Work instructions.
Resume the ANARE Club's page on the Macquarie Island anniversary celebration below, writing on from its final sentence.

Excerpt.
The ANARE Club was delighted to welcome the Lieutenant Governor of Tasmania, Hon Justice Alan Blow AO and Mrs Blow & ADC Inspector Grant Twinning, the Hon. Sir Guy Green AC, Hon. Jacquie Petrusma MP (representing the Premier of Tasmania), Hon. Rebecca White (Leader of the Opposition) & Rodney Dann, and Commissioner Adriana Taylor (from Huon Valley Council - the local government responsible for Macquarie Island) & Beris Taylor. Other special guests included Jason Jacobi (General Manager, Tasmania Parks & Wildlife Service), John Bally (representing Director, Bureau of Meteorology), Finn Wollesen (M.D., Knud. E. Hansen A/S, Denmark) & Ken Goh (their Australian Representative) who are involved in the construction of Australia's new icebreaker, RSV Nuyina.

Relive the complete event or if you didn't attend, find out exactly what went on at the Celebration. The event is 2.5 hours long but is also posted in chapters so you can dip in and out at leisure. It is in the same album as the 1 hour Video Compilation (shown at the event).
In addition the award-winning ABC/ Antarctic Division Documentary Series "Edge of the Cold" is also available for viewing here. Produced by David Parer and filmed on Macca in 1975, the series explores the history and wildlife of Macquarie Island through the seasons.

To watch all the videos go to    https://vimeo.com/anareclub/albums

We hope you enjoy reliving or catching up on the event!

If you're unsure how to access the VIMEO site, please contact us at:   macca70@anareclub.org.au

There is also a collection of still photos taken on the night by various people

Prints, books, franked stamped envelopes, badge and sticker from the Anniversary Celebrations associated with Heard Island and Macquarie Island are now listed on theAnniversary Merchandise page


Tim Bowden AM spoke about the Macquarie Island Invaders - from 1810 to the 1970's.
Tim is a broadcaster, radio and television presenter and documentary film-maker, historian and author. He wrote the official history of ANARE's first 50 years, The Silence Calling - Australians in the Antarctic 1947-97,and presented and produced the ABC-TV series Breaking the Ice.

Keith Springer described the process of Eradicating the Feral Animals from Macquarie Island - 1990's to the present. Keith was the Macquarie Island Pest Eradication Project Manager (MIPEP) and over-saw the complete eradication of all feral animals on Macquarie. Keith is a New Zealander who has worked with the New Zealand Forest Service and on the NZ Antarctic Program at Scott Base. He wintered on Macquarie in 2005 and then became project manager for the eradication of rabbits and rodents and spent 9 years overseeing the program. Since then he has been working on similar programs on South Georgia, Marion, Antipodes and Gough Islands.

Supplied data.
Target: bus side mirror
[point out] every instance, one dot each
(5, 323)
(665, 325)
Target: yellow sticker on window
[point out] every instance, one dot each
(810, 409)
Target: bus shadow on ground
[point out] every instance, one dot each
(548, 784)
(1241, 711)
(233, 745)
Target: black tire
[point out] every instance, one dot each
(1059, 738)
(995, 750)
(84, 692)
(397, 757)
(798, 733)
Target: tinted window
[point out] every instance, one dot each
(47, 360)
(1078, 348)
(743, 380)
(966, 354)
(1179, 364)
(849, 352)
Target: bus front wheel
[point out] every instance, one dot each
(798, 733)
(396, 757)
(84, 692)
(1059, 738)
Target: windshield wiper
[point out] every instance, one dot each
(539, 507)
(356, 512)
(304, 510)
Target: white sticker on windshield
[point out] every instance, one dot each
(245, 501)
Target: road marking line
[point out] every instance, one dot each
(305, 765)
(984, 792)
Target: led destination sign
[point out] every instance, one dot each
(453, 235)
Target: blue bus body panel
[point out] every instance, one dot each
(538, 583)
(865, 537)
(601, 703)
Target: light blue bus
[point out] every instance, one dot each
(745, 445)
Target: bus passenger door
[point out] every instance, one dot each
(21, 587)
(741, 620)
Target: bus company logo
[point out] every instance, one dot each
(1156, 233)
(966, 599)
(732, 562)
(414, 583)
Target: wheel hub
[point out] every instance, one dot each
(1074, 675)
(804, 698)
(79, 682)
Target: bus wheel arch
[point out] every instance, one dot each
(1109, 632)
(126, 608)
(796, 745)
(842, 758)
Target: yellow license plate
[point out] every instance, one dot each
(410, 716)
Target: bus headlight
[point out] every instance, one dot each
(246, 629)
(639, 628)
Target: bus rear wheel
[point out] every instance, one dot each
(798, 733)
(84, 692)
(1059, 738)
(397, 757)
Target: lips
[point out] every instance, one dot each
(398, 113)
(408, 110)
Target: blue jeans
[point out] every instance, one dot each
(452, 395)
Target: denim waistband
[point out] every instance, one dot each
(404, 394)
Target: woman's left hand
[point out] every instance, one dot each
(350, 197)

Answer.
Rob Bryson (representing Dr Nick Gales, Director of the Australian Antarctic Division) outlined plans for Building the New Station on Macquarie - the next phase of Renewal and Scientific Excellence. With a naval and business development background, Rob has worked in a number of areas in the AAD and is at present Modernisation Program Manager in charge of the new $50m re-development of the Station on Macquarie Island.

The evening began early with guests arriving about 4.30 pm to view the photographic exhibition of images old and new, displayed on the walls of the Hobart Function & Conference Centre rooms. These were prepared by David Parer from the AAD archives and other images kindly contributed by past & present expeditioners. During the evening a 1 hour video played continuously (mute) on three large screens. This was compiled by Alan Ryan from 11 hours of AAD footage with captions. A 32-page colour brochure for the tables, prepared by Liz Parer-Cook (with help from David Dodd & Margaret Whitelaw), outlined the history of Macquarie Island and listed the wintering parties from 1948 - 1965 with a brief CV of each veteran and many images of life on Macca and its wildlife featured.

During the evening Dr Pat Selkirk AAM was presented with the 2018 Phillip Law Medal by His Excellency, Hon. Justice Alan Blow.

Then veterans and family representatives briefly recounted anecdotes and memories of their time "living in a wet, windy, inhospitable zoo". They each received a show-bag which contained a book, a print and a commemorative stamp cover. There was much laughter and camaraderie epitomised by the presence of so many older veterans but also by the attendance of 14 expeditioners from the 70thANARE in 2017, many of them women.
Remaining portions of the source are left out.